[Location identification entries]
- - - -
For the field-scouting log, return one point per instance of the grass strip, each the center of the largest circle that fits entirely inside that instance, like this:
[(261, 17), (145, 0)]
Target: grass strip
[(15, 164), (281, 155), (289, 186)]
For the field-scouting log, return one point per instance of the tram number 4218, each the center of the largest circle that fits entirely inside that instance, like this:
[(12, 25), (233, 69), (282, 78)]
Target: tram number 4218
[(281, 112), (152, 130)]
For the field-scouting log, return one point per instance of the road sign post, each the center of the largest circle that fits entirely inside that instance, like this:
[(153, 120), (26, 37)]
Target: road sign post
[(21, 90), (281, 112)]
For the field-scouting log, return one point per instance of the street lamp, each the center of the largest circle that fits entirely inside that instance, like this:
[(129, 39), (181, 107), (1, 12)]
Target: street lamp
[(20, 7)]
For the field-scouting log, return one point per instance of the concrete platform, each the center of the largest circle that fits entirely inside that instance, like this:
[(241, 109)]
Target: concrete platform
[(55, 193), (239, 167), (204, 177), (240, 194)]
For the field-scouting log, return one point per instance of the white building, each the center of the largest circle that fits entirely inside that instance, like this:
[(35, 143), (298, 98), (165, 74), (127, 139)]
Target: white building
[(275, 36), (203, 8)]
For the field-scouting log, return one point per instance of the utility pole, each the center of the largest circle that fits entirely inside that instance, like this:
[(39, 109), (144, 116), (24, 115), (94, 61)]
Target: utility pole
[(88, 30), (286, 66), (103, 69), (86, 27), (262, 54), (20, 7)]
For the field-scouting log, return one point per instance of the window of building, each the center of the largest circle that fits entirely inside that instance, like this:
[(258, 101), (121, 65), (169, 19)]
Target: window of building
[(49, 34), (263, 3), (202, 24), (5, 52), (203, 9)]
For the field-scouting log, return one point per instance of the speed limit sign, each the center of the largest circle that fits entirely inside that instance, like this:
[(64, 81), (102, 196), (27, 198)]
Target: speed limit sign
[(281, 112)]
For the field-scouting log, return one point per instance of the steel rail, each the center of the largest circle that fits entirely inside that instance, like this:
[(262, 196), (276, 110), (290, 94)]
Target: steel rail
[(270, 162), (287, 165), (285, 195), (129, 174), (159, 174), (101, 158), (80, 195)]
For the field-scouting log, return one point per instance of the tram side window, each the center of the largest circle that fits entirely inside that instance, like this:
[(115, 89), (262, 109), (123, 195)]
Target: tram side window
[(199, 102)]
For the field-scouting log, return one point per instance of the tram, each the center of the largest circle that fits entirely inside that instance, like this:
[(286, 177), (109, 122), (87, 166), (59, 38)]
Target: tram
- - - -
Goal: Copy out every one of the lines above word for word, changing nothing.

Answer:
For the field-scouting log, return one point per instance of the grass strip, each the center of the largest circle that fits entirely inside that instance, like this:
[(261, 17), (145, 0)]
Target: grass strip
[(15, 164), (281, 155), (289, 186)]
For the field-scouting log, return one point per instance of the tram number 4218, each the center of the largest circle that fits entirely inside that instance, like this:
[(12, 25), (233, 69), (282, 78)]
Target: tram number 4218
[(281, 112), (152, 130)]
For the field-scouting log, return one point per instance of the road sign post, each the center of the largest circle that fits entirely inside that instance, like this:
[(153, 120), (26, 37)]
Target: road sign post
[(21, 90), (281, 112)]
For the field-scouting log, return one point per instance of the street lamp, each the center of the largest circle that fits entirely inside that instance, like this:
[(129, 39), (181, 107), (1, 12)]
Target: street lamp
[(20, 7)]
For the field-scouting log, return one point per instance of the concrete platform, each the center of the largest circle that fits entirely inside that instance, like this:
[(241, 109)]
Target: concrete platform
[(55, 193), (239, 167), (204, 177), (240, 194)]
For the field-scouting log, return one point per instance of the white building, each the center of the largest circle that fits entirely inside that instance, like this:
[(35, 143), (298, 98), (165, 74), (127, 139)]
Target: white building
[(275, 36), (203, 8)]
For the field-scouting log, return one point per instance of the utility pole, each the center of the largest circle that fits entirely inside that instance, like this:
[(39, 109), (144, 116), (24, 115), (94, 61)]
Target: utility pole
[(88, 30), (286, 66), (103, 69), (86, 27), (262, 54), (20, 7)]
For the field-scouting log, return one point per instance of the window of building, each the center of the largest circle that fits entirely inside that instance, like this:
[(258, 101), (121, 65), (169, 19)]
Target: window of building
[(49, 34), (263, 3), (202, 24), (5, 52), (203, 9)]
For the field-scouting log, return one point per instance of the speed limit sign, each the center of the largest circle that fits entirely inside that instance, like this:
[(64, 81), (102, 196), (27, 198)]
Target: speed limit sign
[(281, 112)]
For the field-scouting log, return one point per instance of the steel rail, each the center of the largest circle that fits entirely inside that instance, like this:
[(262, 196), (276, 110), (290, 94)]
Target: steel rail
[(270, 162), (287, 165), (285, 195), (129, 174), (159, 174), (101, 158), (80, 195)]
For the field-scouting log, return one point per instance of the tram side window, each the center of the largest circle that fits entirely inside that instance, like this:
[(115, 89), (262, 109), (123, 195)]
Target: tram side window
[(199, 102)]
For the field-scouting log, return one point per instance of the tram, each the center of the largest circle that fits entirely inside that instance, like this:
[(286, 177), (109, 122), (87, 166), (59, 38)]
Target: tram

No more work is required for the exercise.